## Task requirements
Would you please copy the entries exactly, leaving every picture aside?

Natural-language object grounding data
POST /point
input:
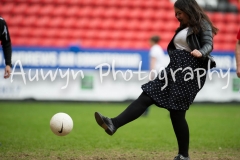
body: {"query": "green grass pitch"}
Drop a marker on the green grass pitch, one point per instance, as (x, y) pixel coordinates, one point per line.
(25, 133)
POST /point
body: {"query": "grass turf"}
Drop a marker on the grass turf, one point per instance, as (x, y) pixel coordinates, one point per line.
(25, 132)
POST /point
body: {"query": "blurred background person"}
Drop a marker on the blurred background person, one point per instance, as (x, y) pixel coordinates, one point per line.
(237, 54)
(6, 47)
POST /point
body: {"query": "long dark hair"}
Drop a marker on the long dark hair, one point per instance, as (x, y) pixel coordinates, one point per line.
(196, 15)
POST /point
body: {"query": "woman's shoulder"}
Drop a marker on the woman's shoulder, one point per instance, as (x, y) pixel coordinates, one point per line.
(205, 25)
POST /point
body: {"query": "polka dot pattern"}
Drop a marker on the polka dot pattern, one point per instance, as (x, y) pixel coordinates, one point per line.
(178, 93)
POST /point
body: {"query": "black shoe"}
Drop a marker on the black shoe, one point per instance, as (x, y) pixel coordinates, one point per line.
(105, 123)
(180, 157)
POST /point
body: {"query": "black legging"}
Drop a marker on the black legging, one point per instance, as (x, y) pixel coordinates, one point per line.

## Solution to this problem
POST /point
input:
body: {"query": "green grass pitch"}
Drop a marker on the green grass pitch, one point per instance, as (x, y) pixel coordinates, one point per line.
(25, 133)
POST /point
body: {"query": "grass turf"}
Drop a marker on the grass turf, one point per instance, as (x, y) pixel coordinates, one point per line.
(25, 132)
POST /point
body: {"query": "blurred background person"}
Drop a marker on the blurred background person, one point per instance, as (x, y) pixel coordinates, one point per line.
(237, 54)
(6, 47)
POST /point
body: {"query": "long dark hair"}
Drop a marker on the long dark hair, one point per instance, as (x, y) pixel coordinates, one point per line.
(196, 15)
POST /point
body: {"query": "woman's shoulder"}
Drop a marker on the woman's shoulder, one point per instance, as (x, y) pixel coordinates, one point per line.
(205, 25)
POST /point
body: {"query": "polka dot pattern"}
Drop a marker on the polka dot pattern, one point per instance, as (x, y) pixel coordinates, one point per line.
(178, 93)
POST /point
body: {"query": "black shoe"}
Drop a marker on the black shoe, one point per instance, as (x, y) pixel coordinates, one point per line.
(105, 123)
(180, 157)
POST /point
body: {"query": "black legging"}
Drop a marker on the black legging, one point per instance, as (x, y) pixel coordinates, one point per line.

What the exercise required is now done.